## [Goal]
Please reproduce every line of the records below word for word, omitting the pictures.
# # # #
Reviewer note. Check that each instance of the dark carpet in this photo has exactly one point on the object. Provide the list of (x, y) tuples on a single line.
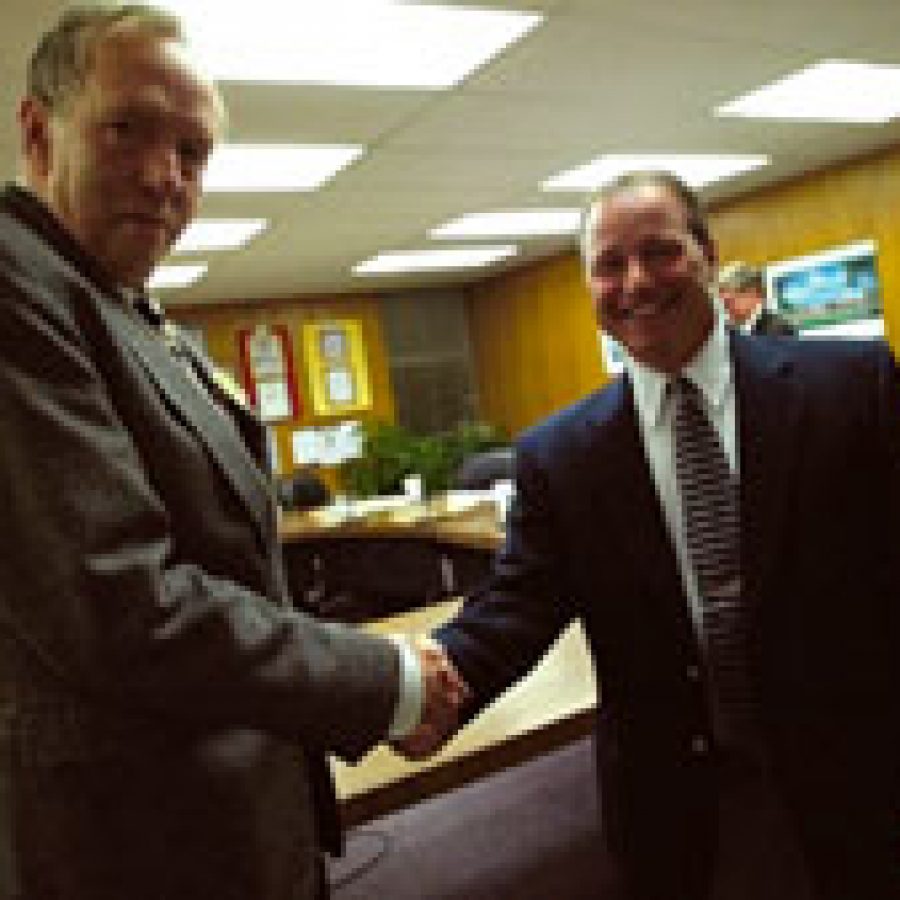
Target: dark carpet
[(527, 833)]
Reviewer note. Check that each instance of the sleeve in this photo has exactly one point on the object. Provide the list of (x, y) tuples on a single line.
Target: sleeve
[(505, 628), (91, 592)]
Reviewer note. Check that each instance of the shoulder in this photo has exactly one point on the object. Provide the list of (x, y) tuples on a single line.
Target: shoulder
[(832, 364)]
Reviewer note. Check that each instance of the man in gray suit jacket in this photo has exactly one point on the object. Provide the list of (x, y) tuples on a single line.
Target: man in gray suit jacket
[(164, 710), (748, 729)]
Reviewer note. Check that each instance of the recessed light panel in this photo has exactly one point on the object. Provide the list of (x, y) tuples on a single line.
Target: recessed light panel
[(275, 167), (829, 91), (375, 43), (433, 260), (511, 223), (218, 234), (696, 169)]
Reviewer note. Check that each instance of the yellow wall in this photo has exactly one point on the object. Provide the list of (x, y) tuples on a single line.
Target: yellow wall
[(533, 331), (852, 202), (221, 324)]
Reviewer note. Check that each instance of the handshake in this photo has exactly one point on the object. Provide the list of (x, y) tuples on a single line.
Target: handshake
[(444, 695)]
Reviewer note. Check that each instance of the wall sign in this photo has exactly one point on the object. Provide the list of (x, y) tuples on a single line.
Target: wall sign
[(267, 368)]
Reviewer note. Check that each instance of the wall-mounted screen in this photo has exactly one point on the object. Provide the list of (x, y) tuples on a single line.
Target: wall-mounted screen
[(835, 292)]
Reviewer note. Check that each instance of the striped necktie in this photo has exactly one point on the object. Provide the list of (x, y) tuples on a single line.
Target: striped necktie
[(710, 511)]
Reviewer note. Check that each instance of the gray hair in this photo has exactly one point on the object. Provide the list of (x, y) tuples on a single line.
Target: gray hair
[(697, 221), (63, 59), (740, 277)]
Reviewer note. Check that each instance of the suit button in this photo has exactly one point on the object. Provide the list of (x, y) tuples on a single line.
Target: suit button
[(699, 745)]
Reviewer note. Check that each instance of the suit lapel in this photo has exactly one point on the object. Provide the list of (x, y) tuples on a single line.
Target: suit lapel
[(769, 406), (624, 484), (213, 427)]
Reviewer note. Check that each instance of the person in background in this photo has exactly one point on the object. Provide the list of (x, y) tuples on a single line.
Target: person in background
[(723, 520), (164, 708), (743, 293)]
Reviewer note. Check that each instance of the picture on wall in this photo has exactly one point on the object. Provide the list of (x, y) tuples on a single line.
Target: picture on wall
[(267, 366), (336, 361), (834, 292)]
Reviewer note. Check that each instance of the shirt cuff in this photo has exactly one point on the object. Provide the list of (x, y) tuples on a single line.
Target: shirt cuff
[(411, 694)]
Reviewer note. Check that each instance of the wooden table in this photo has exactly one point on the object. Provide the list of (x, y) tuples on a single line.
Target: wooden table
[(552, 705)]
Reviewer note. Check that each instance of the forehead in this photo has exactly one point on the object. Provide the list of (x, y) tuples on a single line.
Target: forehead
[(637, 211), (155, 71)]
# # # #
## [Complete response]
Reviewer note. Check that each instance of the dark carpet in this photo has exactly one point on the object. Provide the list of (x, y) tuples on a single line.
Target: dark carpet
[(527, 833)]
Reviewer note. Check that each instance of the sleeve in this photo has exactly one point on the object. Provide the list of (x, y) tuples on a single line.
Target: sleeve
[(505, 628), (91, 592)]
Reviewer note. Check that each instance of the shoulder in this photo has exactly one point on the object. Provide the list of (x, y) tuples on a single line.
Target: shoulder
[(832, 364)]
Reviewer note. Check that each instance of the man in gray suit jacket in this photo has exactly one point on the object. Provide the list of (x, y) tuples on a single line.
Target: man in gray suit jacket
[(164, 710), (748, 729)]
Reviewer note. Check that each instance of the recessed light panel in this photo has exactly one point on the object. Provide the list of (x, y) tuples on a single line.
Target: recessed light panel
[(275, 167), (829, 91), (375, 43), (433, 260), (511, 223), (218, 234), (696, 169)]
Reviewer note. Check that each instance of the yellow wall in this photo has exactly one point on the object. Provide the list of (x, y) tuples on a single line.
Target: yellow wall
[(533, 331), (852, 202), (221, 324)]
Reviewer note. Check that each instance of the handshake in this photo has exactly one point on the object. Provide the list of (x, y) tuples on a single line.
Target: handshake
[(444, 695)]
Reviewer note. Check that each instance of the wall sign in this photo has exactly one point on the object. Provide the list of (x, y) tuples on a single line.
Target: wall sign
[(267, 368)]
Reviewer note. Check that each instance of the wall-mounted screen in this photo has exactly one point on the object. Provide the list of (x, y) tuples on a single line.
Target: wall-mounted screen
[(835, 292)]
Reviewer note. Check that each instance of the striped necktie in this photo has exactly one point on the object. Provide the list of (x, y) tuples on a single line.
Target: striped necktie
[(710, 511)]
Reviewer note. Check that each instance of the gray hair in this photo has exactly one point on the object. Provide the list of (x, y) tuples on a single line.
Target: gray hair
[(697, 221), (63, 59), (740, 277)]
Reviewer note. Check that each instance of the suit button in this photo has exactly one point on the object. Provide the list of (x, y) tuples on a single line.
Target: suit button
[(699, 745)]
Reviewer note. Check that each instance of the suit lapel in this photo has exactly one point on the object. Provide the list of (x, y) tuples on a single line.
Target: suit lapel
[(769, 406), (624, 484), (213, 427)]
Reviewer note. Check that each instance of the person in background in this photo has exactly one point on the object. Provide the list of (x, y) tuples on a single line.
Target: person in background
[(723, 520), (164, 708), (743, 293)]
Reviewer note. Check that each instance of the picture on wall in this photo has exactly one point on the object. Provide the list of (x, y) tuples on a single line.
Target: picture on wall
[(267, 366), (336, 361), (834, 292)]
Reviewer note. Check that each instance of the shirt cuff in this photo has exactly one point on the object. Provide the list of (x, y) tuples on a single line.
Target: shirt cuff
[(411, 694)]
Reviewer note. Check that each instance of the wooden table in this photo has exactly one point on the object. Provide the list of (x, y) tuples on a single line.
Target: wooden table
[(552, 705)]
Reviewer note. Check that each instance of the forehead in this photo has exactly one point on the object. Provide the list of (x, y) tuples on a single line.
Target: forehead
[(637, 211), (155, 71)]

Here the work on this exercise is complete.